── Quoted passage
Posted by Lisa Smith on Oct 14, 2015 6:24:57 PM

Marketing - MEDIA BUYING SERVICES - SEVEN SOLIDS YOU SHOULD EXPECT

 

Media buying services are not a well-understood professional services category. It's like interior design; everyone thinks they would be masterful with a big enough budget. But, sadly, many a mansion ended up with disastrous results. 

 

Media is big money. For many companies it's their largest expense. The prevailing truth about advertising is "the difference between a large company and small company is the size of their ad budget". 

So, if you are interested in hiring a professional media-buying firm, what can you expect?

Here is a list of what a competent buyer would do for you.

 

1. Know the marketing plan.

Your marketing plan is the holy grail of where you are headed; it is the foundation to build the strategy of the media plan.

 

Your marketing plan will have financial, product, sales, advertising/merchandising, and marketing data. Alongside, your SWOT analysis (strengths, weaknesses, opportunities, and threats) and most importantly, your market segments.

Market segments provide the media planner with insight as to who your customers are and where they are going to be. With today's advanced media options, we can dig much deeper than just a gender and a basic demographic.

 

2. Research.

There are many tools media firms use to get the very best match for your market. These tools include demographic, psychographic, geographic, behavioral, and content sets. Using the right tools is the magic of experience. Your buyer will know which specific factors to use in properly analyzing your market. 

 

3. Understanding your organization. 

Having your media buyer understand your products and services is more important than you might think. Your buyer will do the best job when they have a complete understanding of your market segments, your customer personas, and understand your goals.

 

One little known media placement tactic is recency.  Placing media when your buying cycle is hot can have a positive effect on your results. Recency is how close to the time of purchase a prospect will be exposed to your message. For a very simple analogy, a restaurant you would want to advertise a breakfast message before 8AM and then change to a lunch message through about 1PM. It’s surprising how much data is available about when people are making purchase decisions. When you match a digital strategy up with your media, you can really start to see behavioral patterns.

 

4. Media experience from the inside.

I am going to let the cat out of the bag. Huge ad agencies are not usually your best media buying options. The newest, lowest paid employees often start in the media department. These folks have aspirations of working on big accounts in creative or account management. New employees are not there to be in the media department.
────
── Input records
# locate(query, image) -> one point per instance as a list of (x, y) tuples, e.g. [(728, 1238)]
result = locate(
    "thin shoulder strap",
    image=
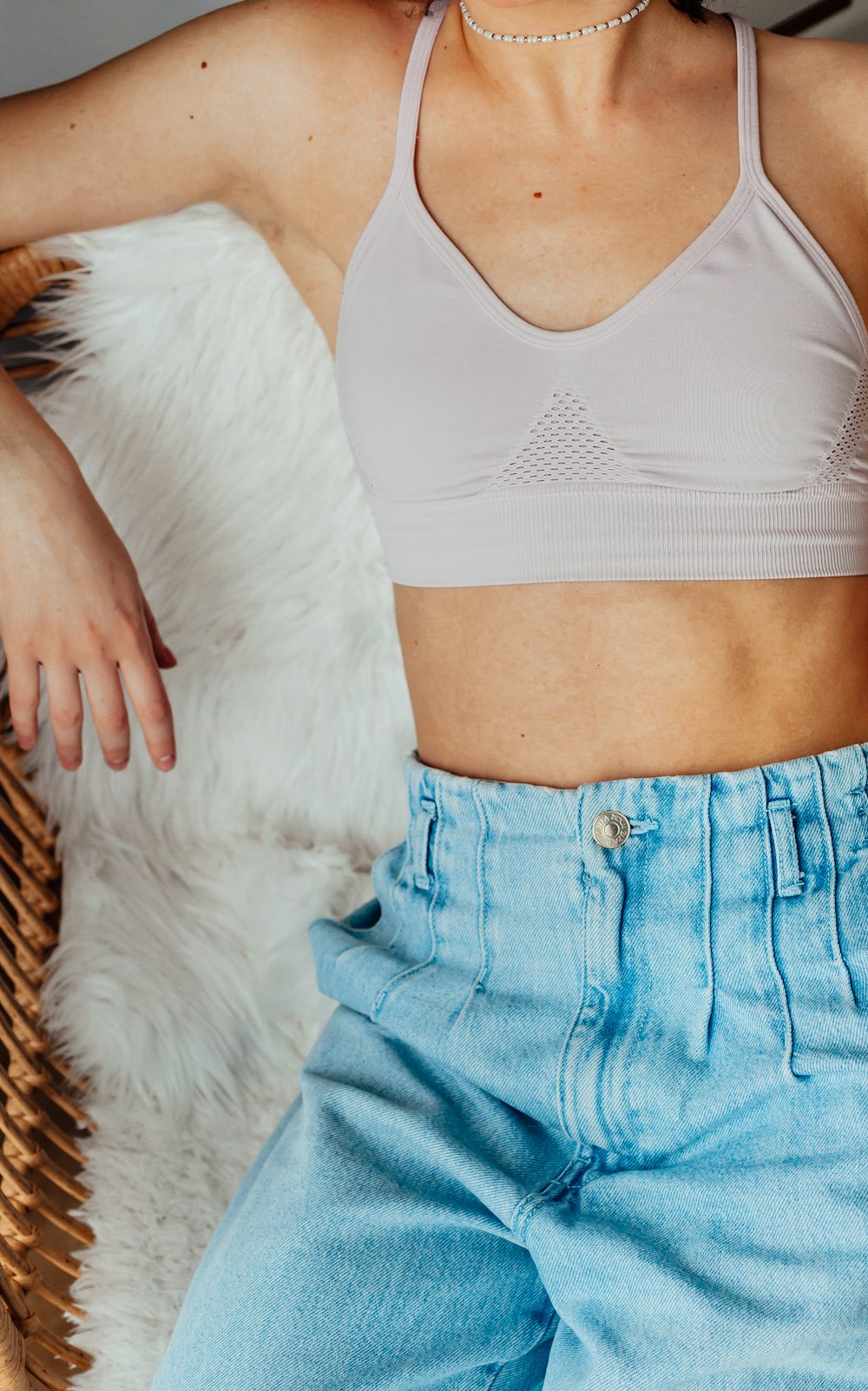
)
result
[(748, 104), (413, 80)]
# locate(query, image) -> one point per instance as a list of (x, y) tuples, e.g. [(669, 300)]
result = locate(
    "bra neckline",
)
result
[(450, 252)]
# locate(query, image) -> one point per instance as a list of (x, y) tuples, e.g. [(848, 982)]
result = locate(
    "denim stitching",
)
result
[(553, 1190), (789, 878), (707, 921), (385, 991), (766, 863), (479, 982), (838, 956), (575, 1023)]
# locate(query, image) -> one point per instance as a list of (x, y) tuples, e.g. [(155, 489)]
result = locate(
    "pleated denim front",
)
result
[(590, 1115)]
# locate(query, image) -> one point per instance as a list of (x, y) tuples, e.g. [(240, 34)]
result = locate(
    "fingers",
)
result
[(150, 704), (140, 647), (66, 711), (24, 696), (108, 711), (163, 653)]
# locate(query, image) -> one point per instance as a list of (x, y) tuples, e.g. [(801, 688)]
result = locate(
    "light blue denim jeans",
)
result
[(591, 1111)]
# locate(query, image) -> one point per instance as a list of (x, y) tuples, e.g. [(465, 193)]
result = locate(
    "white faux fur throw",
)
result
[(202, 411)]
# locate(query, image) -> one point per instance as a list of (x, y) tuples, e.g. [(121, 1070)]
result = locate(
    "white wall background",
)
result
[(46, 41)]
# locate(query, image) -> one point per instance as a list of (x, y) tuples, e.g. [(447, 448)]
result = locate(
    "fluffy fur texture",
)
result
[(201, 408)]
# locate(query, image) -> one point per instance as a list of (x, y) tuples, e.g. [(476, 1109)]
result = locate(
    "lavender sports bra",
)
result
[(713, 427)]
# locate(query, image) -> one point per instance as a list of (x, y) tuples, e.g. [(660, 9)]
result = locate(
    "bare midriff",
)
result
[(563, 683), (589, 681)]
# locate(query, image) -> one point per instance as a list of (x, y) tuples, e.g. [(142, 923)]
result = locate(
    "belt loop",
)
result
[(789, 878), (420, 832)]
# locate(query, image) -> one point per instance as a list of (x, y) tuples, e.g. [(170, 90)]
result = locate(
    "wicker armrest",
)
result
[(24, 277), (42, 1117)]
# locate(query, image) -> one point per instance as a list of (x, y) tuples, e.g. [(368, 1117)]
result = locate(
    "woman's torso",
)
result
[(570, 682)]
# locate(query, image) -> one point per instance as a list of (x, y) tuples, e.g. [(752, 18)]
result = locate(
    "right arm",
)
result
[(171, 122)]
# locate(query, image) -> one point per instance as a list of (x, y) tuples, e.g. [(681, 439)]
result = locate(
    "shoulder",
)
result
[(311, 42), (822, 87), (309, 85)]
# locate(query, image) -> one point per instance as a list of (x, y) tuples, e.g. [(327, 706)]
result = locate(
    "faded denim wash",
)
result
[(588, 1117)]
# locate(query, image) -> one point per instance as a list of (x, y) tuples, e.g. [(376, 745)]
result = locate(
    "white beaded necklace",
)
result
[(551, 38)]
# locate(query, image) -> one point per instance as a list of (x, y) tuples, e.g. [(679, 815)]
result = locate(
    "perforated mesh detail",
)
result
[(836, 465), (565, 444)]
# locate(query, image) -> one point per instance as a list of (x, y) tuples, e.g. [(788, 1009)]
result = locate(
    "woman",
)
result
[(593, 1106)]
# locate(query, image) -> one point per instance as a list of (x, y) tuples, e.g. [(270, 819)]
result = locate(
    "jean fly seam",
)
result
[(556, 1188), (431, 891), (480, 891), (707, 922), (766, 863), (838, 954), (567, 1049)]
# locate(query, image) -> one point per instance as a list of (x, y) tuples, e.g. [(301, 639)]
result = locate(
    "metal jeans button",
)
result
────
▶ [What you will do]:
1: Copy out the part of the rows that opens with the line containing "e.g. [(679, 815)]" and closes with the line containing "[(593, 1106)]", both included.
2: Carry on the media-buying article from the end of its last sentence.
The media-buying article and the rows have no connection to each other.

▶ [Answers provided]:
1:
# locate(query, image) -> one point per instance as a list of (x, y) tuples, e.g. [(679, 815)]
result = locate(
    "perforated mesh detail",
)
result
[(836, 465), (565, 444)]
# locate(query, image) -> one point per instance as a list of (x, y) tuples, e.g. [(788, 1009)]
result = locate(
    "woman",
)
result
[(593, 1106)]

2:
 

Conversely, media buying firms are more often comprised of people who came from media companies. They know how pricing and negotiation works and have sold and negotiated millions of dollars in advertising. These are the individuals you want to work with.

 

5. Negotiation.

During my 20 years in broadcasting, I ran across media buying training. These training classes offer participants negotiation training for media buying. Great negotiations should feel more like exploratory questions rather than price conversations. I like to use one round of negotiations for exploring value added options, which would include free web presence, contests, and sponsorships.

 

The long and short of it is your negotiator should go through at least three rounds of negotiations. And, be sure that there is a formula or best practice in place for negotiation at the media buying firm that you work with.

 

6. An organized approach.

Your media buyer will have very clear processes. Ask about the process for budget and expenditure approvals, creative sign offs, and traffic instructions. It sounds simple but small firms often have very close relationships with their clients and that can mean some things are assumed rather than approved.

 

7. Posting and accountability.

Did your schedule run as ordered? A media buy has to have an effective reach and frequency, the right message and the right audience. But, all of that is irrelevant if it doesn’t run or if it doesn’t run right.

 

For example, a radio station may have in their contract that they can run a spot within 15 minutes of the requested placement. Well, if you order a morning drive spot between 6AM and 10AM, they could run it at 5:45AM. This 5:45AM slot is an overnight spot, not morning drive. So, you paid a premium for the most expensive slot on the station in morning drive and received the least expensive slot in overnight.

 

Your buyer should have the right kind of software to manage all of your efficiencies and tell you if every spot, ad, board, tile, and message ran as ordered.

 

Once your advertising budget gets to the point where you are buying multiple media and multiple vendors, you should consider a media buying firm. They will have the leverage to get you lower rates and better times than if you buy on your own. The best part about this particular service is that because of the negotiating ability of most media buyers, you don’t end up paying more.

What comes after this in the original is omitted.